List of tasks:
[A] Rewrite the movie review starting at "This movie was" and ending at "advantage of you.", replacing each instance of "disgusting" with "repulsive".
[B] Extend the movie review beyond its final sentence.

*** Supplied text Section Begins ***

This is baffling. I suspect that the movie would not have done so well, if in English or set in the USA. Hollywood would not make a movie like this.
If you have not seen it, the main point is that rich people are much too nice to poor people. A rich family is consistently nice to some poor grifters who turn out to have no redeeming values. The rich should have never trusted the poor for anything.
This movie was so widely praised that I believe that everyone liked its elitist message. Do not trust poor people. Keep them away from your family, unless they are carefully controlled and supervised. They are poor because they lack the good character of respectable people, and even if you give them an honest break, they are still disgusting criminals.
If someone smells bad, then trust your instincts and assume that he is a disgusting person. Do thorough background checks. Do frequent checks to make sure that some low-life is not taking advantage of you.
Many critics praised the movie's unflinching honesty. By this I assume they mean that honest decent people achieve the good life by being good citizens, while poor people are like vermin to be avoided.
If you watch the movie, just pretend the Parks are Whites, while the Kims are Blacks.

*** Supplied text Section Ends ***
*** Input data Section Begins ***

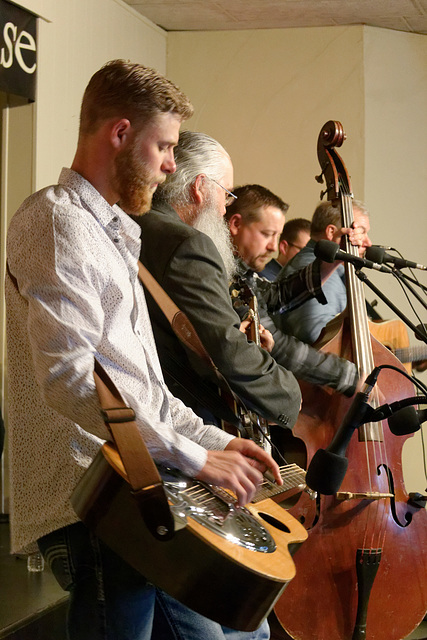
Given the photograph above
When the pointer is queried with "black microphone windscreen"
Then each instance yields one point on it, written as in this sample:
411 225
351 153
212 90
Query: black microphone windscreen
375 254
326 472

*** Input data Section Ends ***

Your written answers:
[A]
This movie was so widely praised that I believe that everyone liked its elitist message. Do not trust poor people. Keep them away from your family, unless they are carefully controlled and supervised. They are poor because they lack the good character of respectable people, and even if you give them an honest break, they are still repulsive criminals.
If someone smells bad, then trust your instincts and assume that he is a repulsive person. Do thorough background checks. Do frequent checks to make sure that some low-life is not taking advantage of you.

[B]
I asked an AI LLM, and it said that the movie maker intended a more nuanced interpretation, and that it's an indictment of a world where honest paths lead nowhere for many. But that is not the movie at all. The Kims do get honest jobs and kindness, and they turn into evil monsters anyway. There is no ambiguity. The Parks are nice people throughout the movie, and the Kims are very bad.
Reviews by left-wing critics usually have some commentary about rich people have better lives than poor people, sometimes citing data that is not in the movies. They see what they want to see. Yes of course rich people have more than poor people, by definition. But the movie itself does not speak out against this at all. If anything, the movies suggests that poor people should be more limited in their opportunities, so that they do not ruin the lives of nice people.
I conclude that this movie is being praised for its unflinching honesty, but no one wants to say what it is honest about. Because admitting it is elitist.